Output exactly, please, the lines of the records below from the one containing "of the evergreen" through the final line.

[Supplied material start]

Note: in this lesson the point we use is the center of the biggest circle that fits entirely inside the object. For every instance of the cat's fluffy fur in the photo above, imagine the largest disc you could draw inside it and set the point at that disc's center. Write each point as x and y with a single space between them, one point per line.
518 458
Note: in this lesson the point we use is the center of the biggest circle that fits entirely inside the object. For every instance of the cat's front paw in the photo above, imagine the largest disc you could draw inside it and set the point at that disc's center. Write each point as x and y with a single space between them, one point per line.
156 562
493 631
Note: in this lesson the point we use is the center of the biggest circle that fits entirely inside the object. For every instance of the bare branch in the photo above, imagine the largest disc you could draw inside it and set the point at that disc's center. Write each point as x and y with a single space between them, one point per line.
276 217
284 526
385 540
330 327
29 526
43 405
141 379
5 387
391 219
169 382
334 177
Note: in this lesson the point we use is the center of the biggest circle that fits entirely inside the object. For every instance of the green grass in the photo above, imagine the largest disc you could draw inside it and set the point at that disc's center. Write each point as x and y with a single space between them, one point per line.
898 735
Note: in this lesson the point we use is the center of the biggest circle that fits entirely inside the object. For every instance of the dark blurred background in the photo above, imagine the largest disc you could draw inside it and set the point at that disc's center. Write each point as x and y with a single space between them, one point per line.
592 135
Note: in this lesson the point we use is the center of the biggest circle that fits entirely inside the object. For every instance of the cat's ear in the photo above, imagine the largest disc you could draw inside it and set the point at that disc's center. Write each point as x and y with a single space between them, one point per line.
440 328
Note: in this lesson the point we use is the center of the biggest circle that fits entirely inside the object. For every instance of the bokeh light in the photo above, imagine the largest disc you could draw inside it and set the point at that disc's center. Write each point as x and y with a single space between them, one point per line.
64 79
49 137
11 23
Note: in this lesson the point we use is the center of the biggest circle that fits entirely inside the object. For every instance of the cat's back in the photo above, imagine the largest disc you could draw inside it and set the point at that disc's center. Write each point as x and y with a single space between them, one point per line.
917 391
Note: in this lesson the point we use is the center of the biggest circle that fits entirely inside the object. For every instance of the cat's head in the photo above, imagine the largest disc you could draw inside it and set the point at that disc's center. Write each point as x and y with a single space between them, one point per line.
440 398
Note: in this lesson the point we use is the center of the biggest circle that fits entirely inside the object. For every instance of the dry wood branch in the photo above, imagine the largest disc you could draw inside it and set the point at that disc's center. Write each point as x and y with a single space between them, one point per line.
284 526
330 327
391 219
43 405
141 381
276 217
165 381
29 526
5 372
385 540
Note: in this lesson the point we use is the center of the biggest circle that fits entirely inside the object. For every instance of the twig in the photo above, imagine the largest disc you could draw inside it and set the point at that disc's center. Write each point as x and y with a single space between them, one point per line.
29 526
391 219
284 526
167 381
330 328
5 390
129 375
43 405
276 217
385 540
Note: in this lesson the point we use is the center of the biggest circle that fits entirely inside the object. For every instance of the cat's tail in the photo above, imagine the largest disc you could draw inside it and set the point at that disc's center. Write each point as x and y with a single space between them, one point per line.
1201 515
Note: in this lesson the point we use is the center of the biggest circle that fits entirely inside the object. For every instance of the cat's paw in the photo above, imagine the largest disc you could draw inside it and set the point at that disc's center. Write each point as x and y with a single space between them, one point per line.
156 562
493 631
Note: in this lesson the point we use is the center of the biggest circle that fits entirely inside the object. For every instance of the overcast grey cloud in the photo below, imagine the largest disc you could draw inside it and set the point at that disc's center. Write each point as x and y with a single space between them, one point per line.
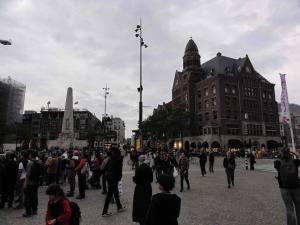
86 44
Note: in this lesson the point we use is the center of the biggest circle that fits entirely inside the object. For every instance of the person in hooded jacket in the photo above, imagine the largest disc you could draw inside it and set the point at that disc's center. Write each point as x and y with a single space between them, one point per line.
143 191
164 208
113 173
58 210
229 165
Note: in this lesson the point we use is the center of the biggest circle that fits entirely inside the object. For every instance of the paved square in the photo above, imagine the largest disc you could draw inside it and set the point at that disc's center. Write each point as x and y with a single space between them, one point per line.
254 200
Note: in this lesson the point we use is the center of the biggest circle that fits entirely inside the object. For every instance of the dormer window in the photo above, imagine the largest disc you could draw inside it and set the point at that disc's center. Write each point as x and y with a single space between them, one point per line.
248 69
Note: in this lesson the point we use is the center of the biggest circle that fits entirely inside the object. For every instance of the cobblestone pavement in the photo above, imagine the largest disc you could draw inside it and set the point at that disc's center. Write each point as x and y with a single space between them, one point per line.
254 200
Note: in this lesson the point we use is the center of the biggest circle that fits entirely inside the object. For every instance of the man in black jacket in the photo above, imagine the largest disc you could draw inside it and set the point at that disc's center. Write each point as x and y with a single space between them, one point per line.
164 208
289 184
113 175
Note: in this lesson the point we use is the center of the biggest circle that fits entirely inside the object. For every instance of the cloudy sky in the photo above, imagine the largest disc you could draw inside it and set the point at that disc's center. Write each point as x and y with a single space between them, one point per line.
85 44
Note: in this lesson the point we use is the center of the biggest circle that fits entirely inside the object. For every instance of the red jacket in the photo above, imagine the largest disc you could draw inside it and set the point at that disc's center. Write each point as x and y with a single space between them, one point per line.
60 211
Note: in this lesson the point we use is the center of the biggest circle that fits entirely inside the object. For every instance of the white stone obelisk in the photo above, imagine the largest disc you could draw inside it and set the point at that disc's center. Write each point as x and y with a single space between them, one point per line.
66 137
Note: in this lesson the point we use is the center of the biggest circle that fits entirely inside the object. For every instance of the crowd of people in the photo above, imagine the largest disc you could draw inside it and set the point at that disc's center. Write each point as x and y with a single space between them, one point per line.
21 176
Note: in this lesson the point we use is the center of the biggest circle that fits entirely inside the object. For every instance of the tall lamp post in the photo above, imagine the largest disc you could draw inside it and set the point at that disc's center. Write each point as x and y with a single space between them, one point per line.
138 33
106 89
4 42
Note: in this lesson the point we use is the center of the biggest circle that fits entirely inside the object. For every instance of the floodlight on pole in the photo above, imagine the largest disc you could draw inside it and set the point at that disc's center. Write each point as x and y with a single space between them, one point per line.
142 44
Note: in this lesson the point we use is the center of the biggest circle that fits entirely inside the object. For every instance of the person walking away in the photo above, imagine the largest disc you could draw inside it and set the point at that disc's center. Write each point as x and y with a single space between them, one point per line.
52 164
184 171
70 170
21 179
229 165
10 178
289 184
33 173
96 169
58 209
252 160
164 207
103 172
113 176
211 159
81 173
143 191
202 161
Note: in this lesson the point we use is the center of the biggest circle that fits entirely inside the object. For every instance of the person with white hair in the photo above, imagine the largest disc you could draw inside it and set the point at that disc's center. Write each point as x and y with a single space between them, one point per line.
143 191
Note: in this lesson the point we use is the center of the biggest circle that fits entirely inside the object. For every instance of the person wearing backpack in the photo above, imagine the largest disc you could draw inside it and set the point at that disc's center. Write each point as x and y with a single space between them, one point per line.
33 173
113 175
229 165
10 178
289 184
81 172
58 209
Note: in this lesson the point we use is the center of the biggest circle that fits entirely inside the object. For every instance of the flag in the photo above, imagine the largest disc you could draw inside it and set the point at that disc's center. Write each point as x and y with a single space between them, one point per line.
285 111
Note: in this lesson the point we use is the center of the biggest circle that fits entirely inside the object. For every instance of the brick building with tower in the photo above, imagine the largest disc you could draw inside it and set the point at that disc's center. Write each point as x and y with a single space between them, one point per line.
230 103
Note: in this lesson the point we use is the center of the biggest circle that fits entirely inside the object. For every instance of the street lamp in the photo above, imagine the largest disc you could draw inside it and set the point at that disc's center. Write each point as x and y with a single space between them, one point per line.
138 33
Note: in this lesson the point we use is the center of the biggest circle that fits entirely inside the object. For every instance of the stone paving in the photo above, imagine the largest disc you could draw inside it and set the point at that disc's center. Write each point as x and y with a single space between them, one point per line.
254 200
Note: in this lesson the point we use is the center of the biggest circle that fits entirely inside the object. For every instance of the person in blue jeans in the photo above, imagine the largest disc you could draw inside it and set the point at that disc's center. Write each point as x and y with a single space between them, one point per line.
289 184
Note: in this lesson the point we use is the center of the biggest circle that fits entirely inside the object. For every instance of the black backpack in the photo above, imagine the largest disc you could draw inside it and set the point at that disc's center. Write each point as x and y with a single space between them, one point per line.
289 174
75 214
36 171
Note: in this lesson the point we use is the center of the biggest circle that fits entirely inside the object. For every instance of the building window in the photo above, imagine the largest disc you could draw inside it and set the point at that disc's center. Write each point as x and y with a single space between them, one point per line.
227 100
215 115
206 104
228 112
233 90
206 91
199 105
234 101
199 94
200 117
214 100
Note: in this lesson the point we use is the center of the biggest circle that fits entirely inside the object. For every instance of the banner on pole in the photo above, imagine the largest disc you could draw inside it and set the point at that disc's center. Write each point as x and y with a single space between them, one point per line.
285 111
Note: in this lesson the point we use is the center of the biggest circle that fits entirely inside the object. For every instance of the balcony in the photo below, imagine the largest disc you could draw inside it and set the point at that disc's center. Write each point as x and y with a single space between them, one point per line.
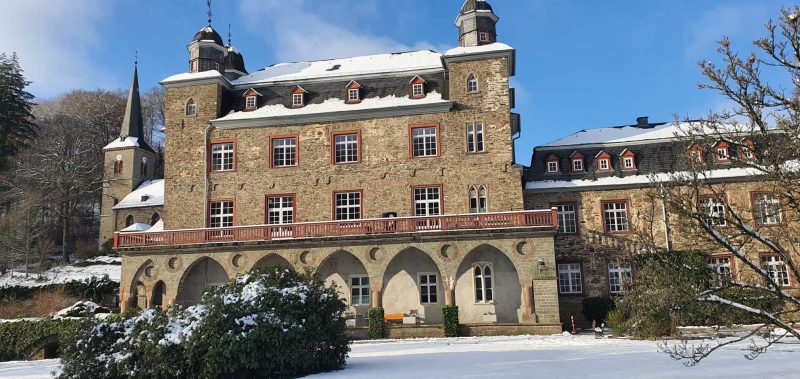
380 226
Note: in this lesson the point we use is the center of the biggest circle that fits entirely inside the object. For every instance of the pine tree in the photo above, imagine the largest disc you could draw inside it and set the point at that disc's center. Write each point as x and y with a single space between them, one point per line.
17 128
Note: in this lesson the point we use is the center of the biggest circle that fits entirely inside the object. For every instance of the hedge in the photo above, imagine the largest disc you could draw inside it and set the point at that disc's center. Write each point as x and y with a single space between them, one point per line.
450 320
20 338
94 289
375 318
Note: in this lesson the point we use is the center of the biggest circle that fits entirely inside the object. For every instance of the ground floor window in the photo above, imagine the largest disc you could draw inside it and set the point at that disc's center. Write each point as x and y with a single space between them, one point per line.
776 268
428 284
483 283
359 290
619 277
569 278
719 271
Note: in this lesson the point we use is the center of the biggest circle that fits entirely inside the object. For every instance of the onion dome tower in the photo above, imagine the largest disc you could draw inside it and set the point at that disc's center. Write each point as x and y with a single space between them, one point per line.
477 23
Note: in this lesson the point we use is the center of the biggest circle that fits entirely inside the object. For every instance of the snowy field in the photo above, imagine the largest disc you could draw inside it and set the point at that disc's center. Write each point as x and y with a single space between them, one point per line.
523 357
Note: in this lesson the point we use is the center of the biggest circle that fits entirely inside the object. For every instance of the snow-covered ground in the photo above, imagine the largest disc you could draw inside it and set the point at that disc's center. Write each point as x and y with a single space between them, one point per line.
62 274
559 356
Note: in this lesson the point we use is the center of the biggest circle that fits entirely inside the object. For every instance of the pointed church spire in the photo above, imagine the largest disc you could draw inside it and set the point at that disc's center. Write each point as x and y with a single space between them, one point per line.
132 123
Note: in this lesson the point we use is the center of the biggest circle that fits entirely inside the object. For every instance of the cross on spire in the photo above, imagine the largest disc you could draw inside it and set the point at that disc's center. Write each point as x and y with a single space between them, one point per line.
209 12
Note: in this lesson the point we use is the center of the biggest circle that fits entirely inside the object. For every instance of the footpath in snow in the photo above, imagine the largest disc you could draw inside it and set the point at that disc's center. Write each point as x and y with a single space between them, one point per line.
580 356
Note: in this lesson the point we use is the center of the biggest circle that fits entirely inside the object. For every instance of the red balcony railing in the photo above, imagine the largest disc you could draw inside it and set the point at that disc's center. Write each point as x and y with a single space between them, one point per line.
339 228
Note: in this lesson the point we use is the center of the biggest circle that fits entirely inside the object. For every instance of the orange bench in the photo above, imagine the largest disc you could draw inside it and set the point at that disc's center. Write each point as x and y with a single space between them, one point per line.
394 317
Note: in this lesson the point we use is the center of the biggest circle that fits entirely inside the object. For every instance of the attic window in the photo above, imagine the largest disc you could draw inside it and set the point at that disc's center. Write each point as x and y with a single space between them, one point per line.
250 102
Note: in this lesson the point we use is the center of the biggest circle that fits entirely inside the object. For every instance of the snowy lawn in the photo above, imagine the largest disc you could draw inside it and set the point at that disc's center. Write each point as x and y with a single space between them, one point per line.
524 357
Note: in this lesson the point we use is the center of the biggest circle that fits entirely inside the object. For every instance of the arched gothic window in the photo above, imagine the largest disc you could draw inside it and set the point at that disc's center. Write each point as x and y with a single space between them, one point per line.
472 84
191 108
483 282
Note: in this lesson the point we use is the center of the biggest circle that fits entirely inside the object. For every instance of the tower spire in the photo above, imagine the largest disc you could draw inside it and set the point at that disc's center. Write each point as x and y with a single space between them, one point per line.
209 12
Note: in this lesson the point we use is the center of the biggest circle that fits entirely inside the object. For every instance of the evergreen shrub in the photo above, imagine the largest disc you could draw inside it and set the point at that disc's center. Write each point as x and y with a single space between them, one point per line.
375 319
275 323
450 320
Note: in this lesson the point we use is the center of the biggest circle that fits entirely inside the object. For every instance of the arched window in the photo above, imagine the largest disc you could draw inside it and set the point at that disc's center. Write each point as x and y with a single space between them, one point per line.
483 283
191 108
472 84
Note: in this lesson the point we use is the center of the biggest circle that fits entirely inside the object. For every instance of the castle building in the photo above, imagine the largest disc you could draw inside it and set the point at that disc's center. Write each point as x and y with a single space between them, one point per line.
391 175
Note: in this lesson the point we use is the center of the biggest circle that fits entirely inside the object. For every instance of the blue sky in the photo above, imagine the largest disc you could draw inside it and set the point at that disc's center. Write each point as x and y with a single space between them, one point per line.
580 64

[Supplied material end]

- _Worked solution_
Note: in this lesson the point we use is the center of the biggest circle that fits entirely inside the object. For every instance of the evergreen shrub in the photo above, imagine the largest disc you could draw inside it and set the point at that disc's center. Write each point as x and y with a single space between them, one point per line.
375 319
275 323
450 320
Note: in this lesson the point we use is the center of the biggest circle that fits entirely inside the object. For every instance of the arched window in the photo above, imagine the largest disc you could draw inside it and set the point at that disc's center. Write each point as x and y with a single space between them, one point per line.
483 283
191 108
472 84
Note: in this lesson the point we use is the center of the biggest circle that fits entirely inside the object. For every instance of the castle building in the photo above, imagine the largest disc you could draw inside it and set the point at that disc's center. Write each point as x and y with a single space between them, one point per line.
391 175
Note: in this lesson the point we use is the center of the biggest circle that fits entirely inside the object. For every instance of the blue sky in the photo above, imagine the largest disc you could draw inside it and set the point at that disc's center. Write each point as x and y with a single space between them, one point per line.
580 64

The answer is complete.